[START]
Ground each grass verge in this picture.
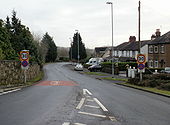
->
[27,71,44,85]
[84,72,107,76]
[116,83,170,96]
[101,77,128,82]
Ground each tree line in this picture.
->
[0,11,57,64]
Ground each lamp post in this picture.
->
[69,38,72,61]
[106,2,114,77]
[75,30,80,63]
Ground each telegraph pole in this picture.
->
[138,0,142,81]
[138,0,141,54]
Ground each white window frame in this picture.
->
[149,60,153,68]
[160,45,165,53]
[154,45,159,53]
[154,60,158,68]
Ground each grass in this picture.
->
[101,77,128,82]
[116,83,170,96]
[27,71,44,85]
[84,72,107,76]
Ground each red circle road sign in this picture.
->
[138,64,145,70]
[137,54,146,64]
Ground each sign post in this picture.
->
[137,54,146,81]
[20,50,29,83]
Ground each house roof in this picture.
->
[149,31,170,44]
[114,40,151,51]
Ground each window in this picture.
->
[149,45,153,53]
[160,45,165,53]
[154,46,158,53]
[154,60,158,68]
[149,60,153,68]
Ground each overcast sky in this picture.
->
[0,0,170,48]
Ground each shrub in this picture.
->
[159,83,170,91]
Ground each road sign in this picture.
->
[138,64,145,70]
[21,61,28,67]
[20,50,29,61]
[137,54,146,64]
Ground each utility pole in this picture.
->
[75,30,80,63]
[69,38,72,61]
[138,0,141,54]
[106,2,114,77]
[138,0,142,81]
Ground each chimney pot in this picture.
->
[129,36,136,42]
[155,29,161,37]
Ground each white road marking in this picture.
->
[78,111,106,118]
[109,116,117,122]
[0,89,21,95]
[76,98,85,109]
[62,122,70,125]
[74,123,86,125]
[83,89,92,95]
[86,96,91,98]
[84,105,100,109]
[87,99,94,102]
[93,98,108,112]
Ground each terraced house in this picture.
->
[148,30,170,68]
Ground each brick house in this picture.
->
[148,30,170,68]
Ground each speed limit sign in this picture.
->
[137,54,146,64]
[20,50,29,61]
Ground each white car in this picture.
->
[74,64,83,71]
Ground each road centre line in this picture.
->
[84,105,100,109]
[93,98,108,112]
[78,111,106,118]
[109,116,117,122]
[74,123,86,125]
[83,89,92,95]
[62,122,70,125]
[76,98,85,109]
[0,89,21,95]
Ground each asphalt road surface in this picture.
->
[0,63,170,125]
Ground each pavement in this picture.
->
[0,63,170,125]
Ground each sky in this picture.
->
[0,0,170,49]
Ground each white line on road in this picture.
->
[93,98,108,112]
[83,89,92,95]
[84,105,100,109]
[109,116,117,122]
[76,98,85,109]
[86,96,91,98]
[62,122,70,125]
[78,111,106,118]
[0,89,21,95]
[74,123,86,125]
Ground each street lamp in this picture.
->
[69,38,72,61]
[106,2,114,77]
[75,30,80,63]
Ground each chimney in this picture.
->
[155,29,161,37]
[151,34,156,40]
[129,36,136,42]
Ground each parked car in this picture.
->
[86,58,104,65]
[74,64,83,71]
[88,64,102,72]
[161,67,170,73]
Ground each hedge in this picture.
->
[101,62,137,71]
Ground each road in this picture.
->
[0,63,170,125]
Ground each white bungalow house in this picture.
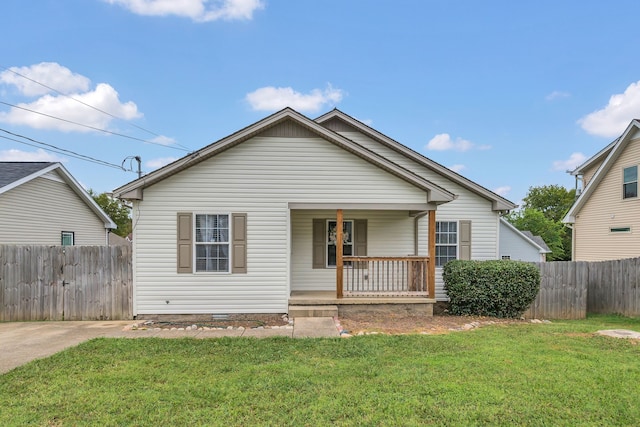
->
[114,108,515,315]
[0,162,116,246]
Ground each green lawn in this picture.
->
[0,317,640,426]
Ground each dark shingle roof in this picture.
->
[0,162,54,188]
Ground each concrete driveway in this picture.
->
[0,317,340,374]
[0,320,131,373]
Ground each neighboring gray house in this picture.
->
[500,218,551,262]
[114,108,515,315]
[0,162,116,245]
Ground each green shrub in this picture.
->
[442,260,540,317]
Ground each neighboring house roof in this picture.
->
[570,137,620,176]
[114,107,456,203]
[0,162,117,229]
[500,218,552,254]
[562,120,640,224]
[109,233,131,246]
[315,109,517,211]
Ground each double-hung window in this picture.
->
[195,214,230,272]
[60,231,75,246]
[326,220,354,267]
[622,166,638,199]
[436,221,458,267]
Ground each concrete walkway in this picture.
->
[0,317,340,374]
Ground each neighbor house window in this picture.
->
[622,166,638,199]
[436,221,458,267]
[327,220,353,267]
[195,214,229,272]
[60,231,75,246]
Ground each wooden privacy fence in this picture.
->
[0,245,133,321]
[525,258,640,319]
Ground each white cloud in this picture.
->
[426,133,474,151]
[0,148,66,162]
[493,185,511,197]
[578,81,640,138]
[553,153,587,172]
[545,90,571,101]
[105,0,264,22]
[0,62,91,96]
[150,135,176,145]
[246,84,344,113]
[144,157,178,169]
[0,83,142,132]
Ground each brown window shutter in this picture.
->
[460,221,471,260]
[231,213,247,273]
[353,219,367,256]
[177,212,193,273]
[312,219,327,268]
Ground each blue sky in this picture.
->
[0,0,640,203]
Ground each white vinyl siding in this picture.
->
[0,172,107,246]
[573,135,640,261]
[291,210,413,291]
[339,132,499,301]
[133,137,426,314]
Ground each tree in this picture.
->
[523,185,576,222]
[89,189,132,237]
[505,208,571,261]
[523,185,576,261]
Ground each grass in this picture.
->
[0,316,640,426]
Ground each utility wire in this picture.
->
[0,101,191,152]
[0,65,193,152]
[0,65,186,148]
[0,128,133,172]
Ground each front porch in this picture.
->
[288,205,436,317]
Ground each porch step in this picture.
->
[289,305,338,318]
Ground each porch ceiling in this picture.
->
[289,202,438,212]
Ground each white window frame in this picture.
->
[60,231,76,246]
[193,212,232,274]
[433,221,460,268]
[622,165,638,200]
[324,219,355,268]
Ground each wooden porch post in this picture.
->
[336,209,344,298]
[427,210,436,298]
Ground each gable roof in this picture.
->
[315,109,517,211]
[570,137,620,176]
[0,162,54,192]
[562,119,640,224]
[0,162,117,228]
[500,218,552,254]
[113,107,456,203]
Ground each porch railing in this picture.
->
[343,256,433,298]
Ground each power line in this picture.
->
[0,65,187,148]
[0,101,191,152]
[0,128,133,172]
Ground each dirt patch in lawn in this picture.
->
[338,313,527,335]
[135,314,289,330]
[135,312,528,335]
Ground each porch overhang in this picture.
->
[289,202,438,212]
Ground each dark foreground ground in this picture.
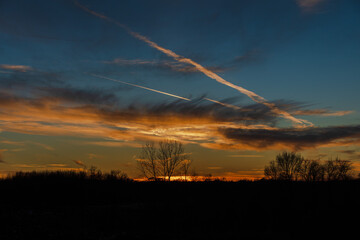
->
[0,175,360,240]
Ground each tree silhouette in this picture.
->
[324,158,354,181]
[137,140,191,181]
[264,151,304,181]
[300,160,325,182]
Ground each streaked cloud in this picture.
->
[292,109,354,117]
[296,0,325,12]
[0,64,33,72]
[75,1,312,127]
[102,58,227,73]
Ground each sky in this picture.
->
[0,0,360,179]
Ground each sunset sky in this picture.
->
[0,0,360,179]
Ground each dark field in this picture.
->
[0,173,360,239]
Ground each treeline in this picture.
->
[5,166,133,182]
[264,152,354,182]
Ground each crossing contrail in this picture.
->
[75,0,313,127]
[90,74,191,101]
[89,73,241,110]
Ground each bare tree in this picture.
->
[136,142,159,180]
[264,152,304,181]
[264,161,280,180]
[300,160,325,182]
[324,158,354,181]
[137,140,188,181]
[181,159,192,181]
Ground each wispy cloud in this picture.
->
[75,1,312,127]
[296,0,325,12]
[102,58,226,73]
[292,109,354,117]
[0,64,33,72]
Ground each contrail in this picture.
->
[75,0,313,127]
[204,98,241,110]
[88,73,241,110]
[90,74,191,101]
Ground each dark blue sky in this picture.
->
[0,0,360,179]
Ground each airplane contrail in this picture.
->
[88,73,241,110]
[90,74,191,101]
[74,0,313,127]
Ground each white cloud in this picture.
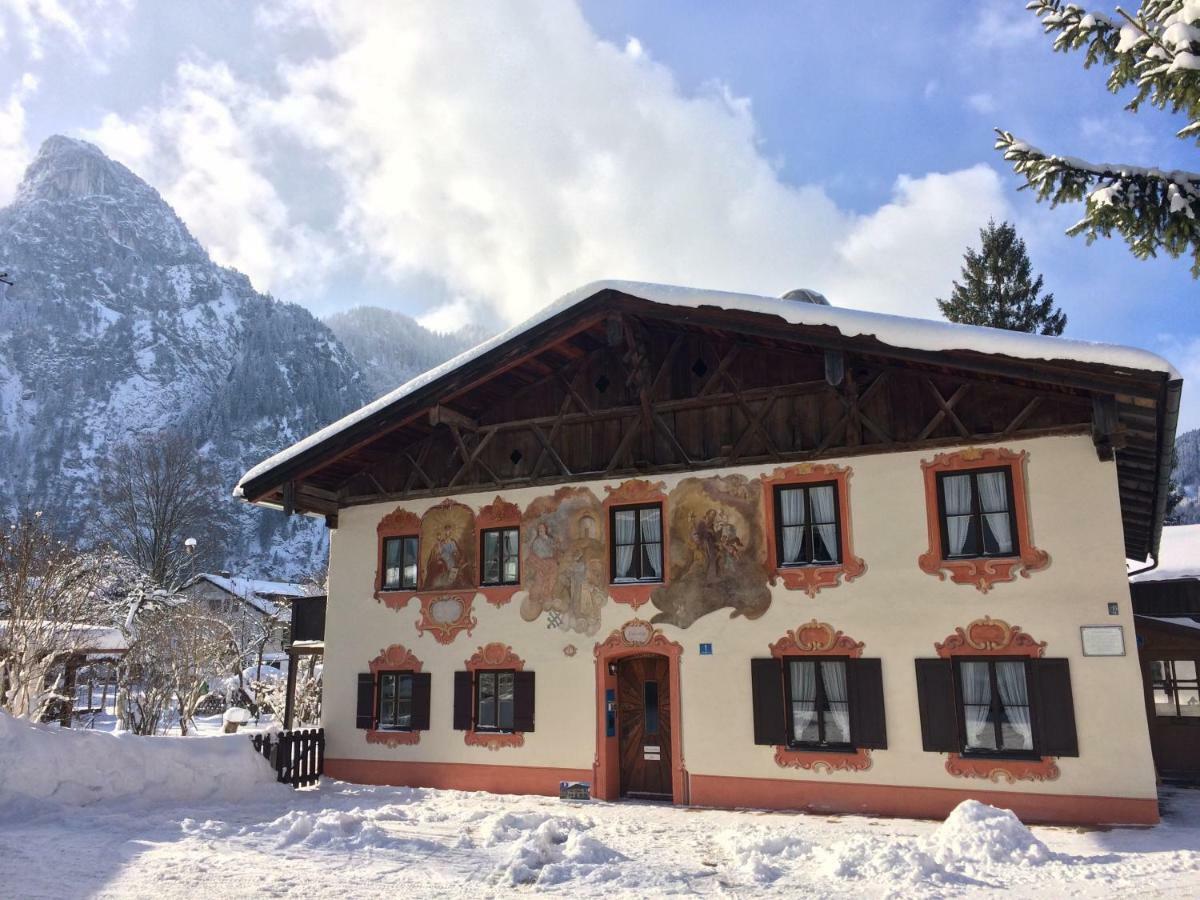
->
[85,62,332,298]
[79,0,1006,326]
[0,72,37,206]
[END]
What this task involves
Without including any pictures, please restate all the records exactly.

Output for this exercise
Ground each grass verge in this picture.
->
[27,71,44,85]
[84,72,107,76]
[116,83,170,96]
[101,77,128,82]
Ground each tree line in this picture.
->
[0,11,57,64]
Ground each lamp post in this picture.
->
[69,38,72,61]
[106,2,114,77]
[75,30,80,63]
Ground each telegraph pole in this picture.
->
[138,0,142,81]
[138,0,141,54]
Ground each white window frame in this picture.
->
[149,60,153,68]
[160,45,165,53]
[154,45,159,53]
[154,60,158,68]
Ground each grass in this picture.
->
[101,77,128,82]
[116,83,170,96]
[27,71,44,85]
[84,72,107,76]
Ground each red circle road sign in this picture.
->
[138,64,145,70]
[137,54,146,64]
Ground each sign post in this picture.
->
[137,54,146,81]
[20,50,29,83]
Ground each house roof in this picture.
->
[149,31,170,44]
[114,40,151,51]
Ground each window in this picture.
->
[149,45,153,53]
[160,45,165,53]
[154,46,158,53]
[154,60,158,68]
[149,60,153,68]
Ground each overcast sky in this picture.
->
[0,0,170,48]
Ground each shrub in this picture.
->
[159,83,170,91]
Ground each road sign in this picture.
->
[138,64,145,70]
[21,61,28,67]
[20,50,29,61]
[137,54,146,64]
Ground each utility pole in this picture.
->
[75,30,80,63]
[69,38,72,61]
[138,0,141,54]
[106,2,114,77]
[138,0,142,81]
Ground each chimney pot in this picture.
->
[129,36,136,42]
[155,29,161,37]
Ground each white road marking in this picture.
->
[78,111,106,118]
[109,116,117,122]
[0,89,21,95]
[76,98,85,109]
[62,122,70,125]
[74,123,86,125]
[83,89,92,95]
[86,96,91,98]
[84,105,100,109]
[87,99,94,102]
[93,98,108,112]
Ground each terraced house in this picture.
->
[148,30,170,68]
Ground each brick house in this picture.
->
[148,30,170,68]
Ground each speed limit sign in this picture.
->
[137,54,146,64]
[20,50,29,61]
Ground each white car in this picture.
->
[74,64,83,71]
Ground each road centre line in this picture.
->
[84,105,100,109]
[93,98,108,112]
[78,111,106,118]
[109,116,117,122]
[74,123,86,125]
[83,89,92,95]
[62,122,70,125]
[76,98,85,109]
[0,89,21,95]
Ground each asphalt road surface in this picture.
->
[0,63,170,125]
Ground each pavement in this picture.
->
[0,63,170,125]
Ground each sky in this picture.
->
[0,0,170,49]
Ground each white line on road in this picture.
->
[93,98,108,112]
[83,89,92,95]
[84,105,100,109]
[109,116,117,122]
[76,98,85,109]
[86,96,91,98]
[62,122,70,125]
[78,111,106,118]
[0,89,21,95]
[74,123,86,125]
Ground each street lamp in this picture.
->
[69,38,72,61]
[106,2,114,77]
[75,30,80,63]
Ground each chimney in this picture.
->
[155,29,161,37]
[151,34,156,40]
[129,36,136,42]
Ground each parked car in this picture.
->
[86,58,104,65]
[74,64,83,71]
[88,64,102,72]
[161,67,170,73]
Ground each hedge in this picture.
->
[101,62,137,71]
Ground each road in this picture.
->
[0,63,170,125]
Ground each white bungalow house in this picture.
->
[114,108,515,315]
[0,162,116,246]
Ground each green lawn in this picture.
->
[0,317,640,426]
Ground each dark shingle roof in this picture.
->
[0,162,54,188]
Ground each concrete driveway in this picture.
->
[0,317,340,374]
[0,320,131,373]
Ground each neighboring gray house in this picture.
->
[500,218,551,262]
[114,108,515,315]
[0,162,116,245]
Ground each green shrub in this picture.
->
[442,260,540,317]
Ground each neighboring house roof in this picture.
->
[570,137,620,176]
[114,107,456,203]
[0,162,117,229]
[500,218,552,254]
[562,120,640,224]
[109,233,131,246]
[315,109,517,211]
Ground each double-hung window in this picture.
->
[195,214,230,272]
[60,231,75,246]
[326,220,354,267]
[622,166,638,199]
[436,221,458,267]
Ground each concrete walkway in this picture.
->
[0,317,340,374]
Ground each neighbor house window in this picture.
->
[622,166,638,199]
[436,221,458,267]
[327,220,353,267]
[195,214,229,272]
[60,231,75,246]
Ground each wooden privacy fence in this picture.
->
[0,245,133,321]
[525,258,640,319]
Ground each white cloud in this picture.
->
[426,133,474,151]
[0,148,66,162]
[493,185,511,197]
[578,81,640,138]
[553,153,587,172]
[545,90,571,101]
[105,0,264,22]
[0,62,91,96]
[150,135,176,145]
[246,84,344,113]
[144,157,178,169]
[0,83,142,132]
Ground each brown window shutter in this picture.
->
[460,221,471,260]
[231,213,247,273]
[353,219,367,256]
[177,212,193,273]
[312,219,327,268]
Ground each blue sky in this picture.
->
[0,0,640,203]
Ground each white vinyl siding in this picture.
->
[0,172,107,246]
[573,135,640,261]
[291,210,413,291]
[339,132,499,301]
[133,137,426,314]
Ground each tree in this picture.
->
[523,185,576,222]
[89,189,132,237]
[505,208,571,261]
[523,185,576,261]
Ground each grass in this picture.
->
[0,316,640,426]
Ground each utility wire in this picture.
->
[0,101,191,152]
[0,65,193,152]
[0,65,186,148]
[0,128,133,172]
Ground each front porch in this picture.
->
[288,205,436,317]
Ground each porch step in this picture.
->
[289,305,338,318]
Ground each porch ceiling in this picture.
->
[289,202,438,212]
Ground each white window frame in this picture.
->
[60,231,76,246]
[193,212,232,274]
[433,221,460,268]
[622,165,638,200]
[324,219,355,268]
Ground each wooden porch post in this picture.
->
[336,209,344,298]
[427,210,436,298]
Ground each gable roof in this picture.
->
[315,109,517,211]
[570,137,620,176]
[0,162,54,192]
[562,119,640,224]
[0,162,117,228]
[500,218,552,254]
[113,107,456,203]
Ground each porch railing in this picture.
->
[343,256,433,298]
Ground each power line in this picture.
->
[0,65,187,148]
[0,101,191,152]
[0,128,133,172]
Ground each dirt patch in lawn in this picture.
->
[338,313,527,335]
[135,314,289,330]
[135,312,528,335]
Ground each porch overhang in this picture.
->
[289,202,438,212]
Ground each dark foreground ground in this picture.
->
[0,175,360,240]
Ground each tree silhouette in this picture.
->
[324,158,354,181]
[137,140,191,181]
[264,151,304,181]
[300,160,325,182]
Ground each streaked cloud in this picture.
->
[292,109,354,117]
[296,0,325,12]
[0,64,33,72]
[75,1,312,127]
[102,58,227,73]
Ground each sky in this picture.
->
[0,0,360,179]
Ground each sunset sky in this picture.
->
[0,0,360,179]
Ground each dark field in this picture.
->
[0,173,360,239]
Ground each treeline in this picture.
->
[5,166,133,182]
[264,152,354,182]
Ground each crossing contrail in this picture.
->
[75,0,313,127]
[90,74,191,101]
[89,73,241,110]
Ground each bare tree in this picture.
->
[136,142,159,180]
[264,152,304,181]
[264,161,280,180]
[300,160,325,182]
[324,158,354,181]
[137,140,188,181]
[181,159,192,181]
Ground each wispy cloud in this picture.
->
[75,1,312,127]
[296,0,325,12]
[102,58,226,73]
[292,109,354,117]
[0,64,33,72]
Ground each contrail in this picture.
->
[75,0,313,127]
[204,98,241,110]
[88,73,241,110]
[90,74,191,101]
Ground each dark blue sky in this picture.
->
[0,0,360,179]
Ground each airplane contrail in this picture.
->
[88,73,241,110]
[90,74,191,101]
[74,0,313,127]
Ground each white cloud in this picture.
->
[85,62,332,298]
[79,0,1006,326]
[0,72,37,206]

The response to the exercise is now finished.